Repeat the records word for word, starting at the line that contains "For each instance of the plastic litter, drop" and ending with the last line of the records, both included.

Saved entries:
::::::::
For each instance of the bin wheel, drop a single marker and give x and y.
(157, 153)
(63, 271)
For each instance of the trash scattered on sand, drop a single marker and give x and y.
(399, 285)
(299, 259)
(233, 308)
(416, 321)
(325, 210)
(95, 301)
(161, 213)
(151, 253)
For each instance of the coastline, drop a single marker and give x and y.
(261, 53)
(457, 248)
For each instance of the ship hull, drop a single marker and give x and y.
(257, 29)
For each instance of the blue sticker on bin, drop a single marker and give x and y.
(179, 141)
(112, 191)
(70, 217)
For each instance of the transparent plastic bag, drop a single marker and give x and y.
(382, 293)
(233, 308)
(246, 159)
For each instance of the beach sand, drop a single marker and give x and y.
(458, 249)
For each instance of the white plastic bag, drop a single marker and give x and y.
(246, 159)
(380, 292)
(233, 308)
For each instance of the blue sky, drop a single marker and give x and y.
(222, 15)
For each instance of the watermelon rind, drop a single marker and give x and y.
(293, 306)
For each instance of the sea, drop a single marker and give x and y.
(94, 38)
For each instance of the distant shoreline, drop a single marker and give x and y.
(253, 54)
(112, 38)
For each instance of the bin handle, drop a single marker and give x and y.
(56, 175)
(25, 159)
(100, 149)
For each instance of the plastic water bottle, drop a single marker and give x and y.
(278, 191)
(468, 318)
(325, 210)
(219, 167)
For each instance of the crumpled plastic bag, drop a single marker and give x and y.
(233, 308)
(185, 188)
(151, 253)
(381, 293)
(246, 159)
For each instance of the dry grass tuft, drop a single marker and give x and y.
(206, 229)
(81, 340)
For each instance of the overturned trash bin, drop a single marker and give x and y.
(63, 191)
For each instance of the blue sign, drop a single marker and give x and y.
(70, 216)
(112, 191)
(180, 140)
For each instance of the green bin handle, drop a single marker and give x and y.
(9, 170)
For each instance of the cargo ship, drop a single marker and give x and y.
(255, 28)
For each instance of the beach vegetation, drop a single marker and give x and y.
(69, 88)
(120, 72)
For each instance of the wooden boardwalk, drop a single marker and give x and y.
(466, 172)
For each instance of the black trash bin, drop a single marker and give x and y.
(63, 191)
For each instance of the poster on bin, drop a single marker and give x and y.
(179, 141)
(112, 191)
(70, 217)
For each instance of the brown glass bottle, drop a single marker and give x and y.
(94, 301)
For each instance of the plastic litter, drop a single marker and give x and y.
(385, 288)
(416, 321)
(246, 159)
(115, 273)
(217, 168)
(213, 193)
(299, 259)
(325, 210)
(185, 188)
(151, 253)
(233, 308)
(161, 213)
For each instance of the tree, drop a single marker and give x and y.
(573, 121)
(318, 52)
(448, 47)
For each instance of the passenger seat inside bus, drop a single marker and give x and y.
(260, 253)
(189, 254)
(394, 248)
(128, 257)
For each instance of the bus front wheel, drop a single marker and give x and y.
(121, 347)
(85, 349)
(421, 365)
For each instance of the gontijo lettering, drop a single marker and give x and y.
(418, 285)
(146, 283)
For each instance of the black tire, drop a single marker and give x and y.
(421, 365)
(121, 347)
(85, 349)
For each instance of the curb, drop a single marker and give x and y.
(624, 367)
::::::::
- **Solution to this exercise**:
For each instance of the plastic litter, drop a single marker and give x and y.
(385, 288)
(416, 321)
(246, 159)
(115, 273)
(217, 168)
(213, 193)
(299, 259)
(325, 210)
(185, 188)
(151, 253)
(233, 308)
(161, 213)
For each instance of the tree, drop a single marker and give x and y.
(573, 121)
(318, 52)
(448, 47)
For each instance of the passenger seat inside bus, drop a single marker and give x and y.
(260, 253)
(189, 254)
(394, 248)
(128, 257)
For each instance of the bus front wheel, drop a single marker and give x and y.
(121, 347)
(85, 349)
(421, 365)
For each instance of the gontijo lettering, drop a single marker and give x and y.
(418, 285)
(146, 283)
For each instance of the black tire, drop a single marker and give x and y.
(421, 365)
(121, 347)
(85, 349)
For each instance of the curb, drop a single marker and give x and y.
(624, 367)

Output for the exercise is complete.